[EXERCISES]
1 - In the thread on Japanese boning knives, what kind of fowl is the honesuke made for?
2 - Please write out the part of the thread on Japanese boning knives that opens with the words containing "In my opinion" and closes with "a great edge.".

# Japanese Boners



## Guest (Apr 26, 2010)

So what's the deal with the Honesuki and Garisuke? I was thinking of upgrading my boner and I came across these... is it better than a traditional boner?


----------



## boar_d_laze (Feb 13, 2008)

This is a subject that comes up frequently on the knife forums, especially those that lean towards Japanese knives.

Honesuke and garasuke are not designed for the same sort of work a western style boning knife is. The Japanese knives are meant to cut through small bones and cartlage, that's why they are so high at the heel. Honesuke are made for small fowl, and garasuke for larger fowl and pork.

When it comes to "boning out," neither has as efficient a profile as the western styles. However, that doesn't mean they won't work. As a general rule, any sharp knife can perform just about any knife task; and as another general rule sharpness is more important than profile.

In my opinion a boning knife of any sort is way down the list of what's important in a block -- especially for a home cook. A lot of people seem to feel that it's the best way to break a chicken. Works for some people but not really necessary. I recommend a "petty" for most boning tasks, because it's easier to sharpen than most western boning knife profiles. This is as much a function of their geometry -- western boning knives tend to be made from relatively thick stock and have very narrow profiles -- as their crappy blade alloys.

Here's the French petty I use:

Although western, it's very thin and takes a great edge.

I not only recommend the petty, but use it for all but the most specialized boning tasks like boning out a leg of lamb or pork. When most of the work is done at the tip, the handle has to go to all sorts of weird angles, and the knife has to trace a complicated shape and turn in the cut then it's hard to beat one of the Euro styles. FWIW, I prefer the straight _desosseur_.

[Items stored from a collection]
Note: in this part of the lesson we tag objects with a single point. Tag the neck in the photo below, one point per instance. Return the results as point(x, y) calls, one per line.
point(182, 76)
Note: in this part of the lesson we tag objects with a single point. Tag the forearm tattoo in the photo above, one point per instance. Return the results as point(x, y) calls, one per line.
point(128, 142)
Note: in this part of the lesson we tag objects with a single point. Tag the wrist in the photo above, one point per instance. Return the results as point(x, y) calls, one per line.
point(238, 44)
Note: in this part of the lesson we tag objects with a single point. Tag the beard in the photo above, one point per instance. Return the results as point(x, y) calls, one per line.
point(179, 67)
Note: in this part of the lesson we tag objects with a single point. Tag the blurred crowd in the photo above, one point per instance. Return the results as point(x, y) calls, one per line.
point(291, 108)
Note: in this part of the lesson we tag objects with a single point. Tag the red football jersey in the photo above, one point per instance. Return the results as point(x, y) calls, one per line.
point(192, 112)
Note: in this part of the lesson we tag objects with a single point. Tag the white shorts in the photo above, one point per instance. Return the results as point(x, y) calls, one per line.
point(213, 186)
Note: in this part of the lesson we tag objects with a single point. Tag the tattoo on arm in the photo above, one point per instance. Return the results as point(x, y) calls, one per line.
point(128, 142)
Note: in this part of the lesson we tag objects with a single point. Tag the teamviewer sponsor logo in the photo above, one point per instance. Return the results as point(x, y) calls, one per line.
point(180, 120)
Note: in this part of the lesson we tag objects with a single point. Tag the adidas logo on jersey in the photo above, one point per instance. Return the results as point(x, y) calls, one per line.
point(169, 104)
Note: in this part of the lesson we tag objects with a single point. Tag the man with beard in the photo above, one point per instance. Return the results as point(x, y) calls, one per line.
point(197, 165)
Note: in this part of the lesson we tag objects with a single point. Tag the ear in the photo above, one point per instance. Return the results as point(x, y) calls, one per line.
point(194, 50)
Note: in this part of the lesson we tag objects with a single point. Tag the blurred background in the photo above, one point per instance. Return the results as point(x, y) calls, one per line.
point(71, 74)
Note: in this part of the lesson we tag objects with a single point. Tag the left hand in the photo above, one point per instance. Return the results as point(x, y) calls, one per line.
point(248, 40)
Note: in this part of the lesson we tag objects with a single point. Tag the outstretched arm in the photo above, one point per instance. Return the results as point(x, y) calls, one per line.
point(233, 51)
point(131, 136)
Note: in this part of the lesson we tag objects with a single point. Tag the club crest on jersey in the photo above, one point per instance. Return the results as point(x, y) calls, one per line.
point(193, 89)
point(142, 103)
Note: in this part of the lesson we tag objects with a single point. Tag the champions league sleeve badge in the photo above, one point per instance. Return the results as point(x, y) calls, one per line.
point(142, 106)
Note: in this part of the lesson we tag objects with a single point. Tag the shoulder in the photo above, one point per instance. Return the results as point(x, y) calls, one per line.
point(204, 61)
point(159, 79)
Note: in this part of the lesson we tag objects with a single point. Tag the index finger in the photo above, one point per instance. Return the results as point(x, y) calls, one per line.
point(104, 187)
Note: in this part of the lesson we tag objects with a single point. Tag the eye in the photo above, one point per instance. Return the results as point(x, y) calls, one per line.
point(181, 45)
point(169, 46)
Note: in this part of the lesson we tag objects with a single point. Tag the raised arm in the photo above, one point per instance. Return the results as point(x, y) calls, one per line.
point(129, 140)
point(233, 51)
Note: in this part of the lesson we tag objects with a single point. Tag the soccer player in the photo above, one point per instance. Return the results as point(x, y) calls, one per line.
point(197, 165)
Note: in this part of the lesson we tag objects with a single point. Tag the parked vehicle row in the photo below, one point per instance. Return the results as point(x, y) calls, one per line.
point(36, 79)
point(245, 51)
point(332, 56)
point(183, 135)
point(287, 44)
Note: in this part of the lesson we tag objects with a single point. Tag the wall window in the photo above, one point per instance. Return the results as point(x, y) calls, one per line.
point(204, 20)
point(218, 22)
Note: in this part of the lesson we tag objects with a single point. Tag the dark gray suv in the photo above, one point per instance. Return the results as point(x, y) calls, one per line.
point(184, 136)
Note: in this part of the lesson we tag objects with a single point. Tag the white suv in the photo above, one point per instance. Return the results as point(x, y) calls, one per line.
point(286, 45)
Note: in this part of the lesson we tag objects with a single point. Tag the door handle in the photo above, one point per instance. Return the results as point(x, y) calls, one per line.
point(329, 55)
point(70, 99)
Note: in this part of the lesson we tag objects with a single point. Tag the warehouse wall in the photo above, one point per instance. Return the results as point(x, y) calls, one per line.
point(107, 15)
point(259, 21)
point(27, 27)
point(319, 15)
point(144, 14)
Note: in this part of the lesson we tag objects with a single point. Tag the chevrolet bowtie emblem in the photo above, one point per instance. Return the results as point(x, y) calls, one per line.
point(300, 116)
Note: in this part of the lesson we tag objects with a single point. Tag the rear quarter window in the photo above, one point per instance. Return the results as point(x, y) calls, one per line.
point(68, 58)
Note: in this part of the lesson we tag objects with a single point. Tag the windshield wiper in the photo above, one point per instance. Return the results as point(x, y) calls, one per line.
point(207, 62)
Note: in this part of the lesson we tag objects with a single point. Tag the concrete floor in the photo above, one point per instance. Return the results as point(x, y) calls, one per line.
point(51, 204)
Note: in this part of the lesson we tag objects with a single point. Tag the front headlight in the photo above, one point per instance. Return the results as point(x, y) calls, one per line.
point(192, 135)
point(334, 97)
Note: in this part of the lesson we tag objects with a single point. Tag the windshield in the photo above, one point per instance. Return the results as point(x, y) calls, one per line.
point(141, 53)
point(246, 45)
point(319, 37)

[SOLUTIONS PER TASK]
1 - Small fowl.

2 -
In my opinion a boning knife of any sort is way down the list of what's important in a block -- especially for a home cook. A lot of people seem to feel that it's the best way to break a chicken. Works for some people but not really necessary. I recommend a "petty" for most boning tasks, because it's easier to sharpen than most western boning knife profiles. This is as much a function of their geometry -- western boning knives tend to be made from relatively thick stock and have very narrow profiles -- as their crappy blade alloys.

Here's the French petty I use:

Although western, it's very thin and takes a great edge.